**ACTIVITY**
What is needed is the number of lines below that contain the string "body", with no other text.

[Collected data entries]
════════════════

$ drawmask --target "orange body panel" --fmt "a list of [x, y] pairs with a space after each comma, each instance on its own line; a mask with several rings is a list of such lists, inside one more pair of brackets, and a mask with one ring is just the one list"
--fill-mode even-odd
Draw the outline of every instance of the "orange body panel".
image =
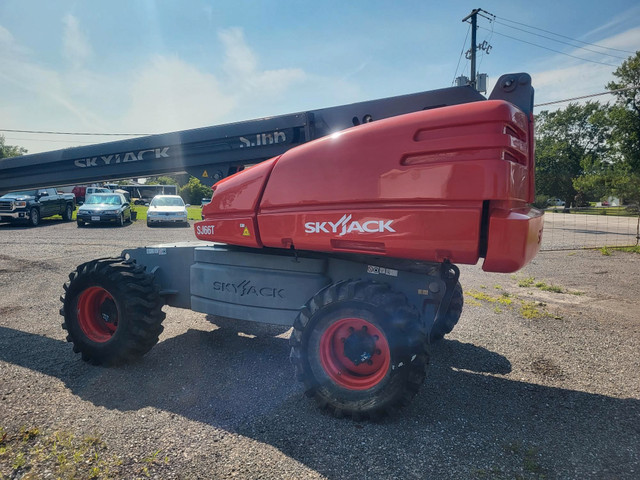
[[514, 271], [537, 252], [542, 228], [526, 206], [532, 131], [526, 115], [499, 100], [344, 130], [218, 182], [196, 235], [475, 264], [490, 206], [484, 268]]

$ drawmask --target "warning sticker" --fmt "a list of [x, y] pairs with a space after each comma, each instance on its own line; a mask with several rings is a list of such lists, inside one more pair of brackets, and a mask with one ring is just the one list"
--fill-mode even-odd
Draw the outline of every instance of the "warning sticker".
[[202, 178], [209, 178], [209, 174], [207, 173], [206, 170], [202, 172]]
[[395, 270], [393, 268], [377, 267], [375, 265], [368, 265], [367, 273], [370, 273], [372, 275], [388, 275], [389, 277], [398, 276], [398, 270]]
[[242, 236], [243, 237], [250, 237], [251, 233], [249, 233], [249, 229], [247, 227], [244, 227], [244, 231], [242, 232]]

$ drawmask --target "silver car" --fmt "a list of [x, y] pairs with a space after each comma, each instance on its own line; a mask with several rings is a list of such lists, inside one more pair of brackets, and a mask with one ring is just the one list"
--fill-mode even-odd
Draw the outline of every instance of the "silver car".
[[78, 208], [78, 227], [90, 223], [115, 223], [118, 226], [131, 221], [131, 206], [120, 193], [94, 193]]
[[147, 211], [147, 226], [162, 223], [181, 223], [189, 225], [187, 221], [187, 207], [179, 195], [156, 195], [149, 204]]

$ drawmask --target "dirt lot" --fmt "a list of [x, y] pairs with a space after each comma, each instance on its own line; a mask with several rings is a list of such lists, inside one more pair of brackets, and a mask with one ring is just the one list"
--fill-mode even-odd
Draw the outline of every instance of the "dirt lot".
[[77, 264], [193, 238], [143, 222], [0, 224], [0, 478], [640, 477], [640, 255], [462, 267], [462, 319], [415, 401], [357, 423], [304, 397], [287, 333], [165, 308], [142, 361], [73, 354], [58, 310]]

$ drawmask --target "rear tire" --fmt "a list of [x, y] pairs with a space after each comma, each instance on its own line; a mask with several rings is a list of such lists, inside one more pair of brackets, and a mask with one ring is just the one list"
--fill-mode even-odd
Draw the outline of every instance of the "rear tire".
[[70, 203], [67, 203], [66, 207], [64, 207], [64, 212], [62, 212], [62, 219], [65, 222], [70, 222], [73, 219], [73, 207]]
[[296, 318], [290, 342], [306, 394], [336, 417], [376, 419], [407, 405], [428, 364], [418, 312], [381, 283], [320, 291]]
[[122, 364], [158, 343], [164, 302], [144, 267], [122, 258], [93, 260], [69, 275], [64, 290], [62, 328], [83, 360]]
[[118, 217], [118, 221], [116, 222], [119, 227], [124, 226], [124, 213], [121, 213]]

════════════════

**YOUR SOLUTION**
2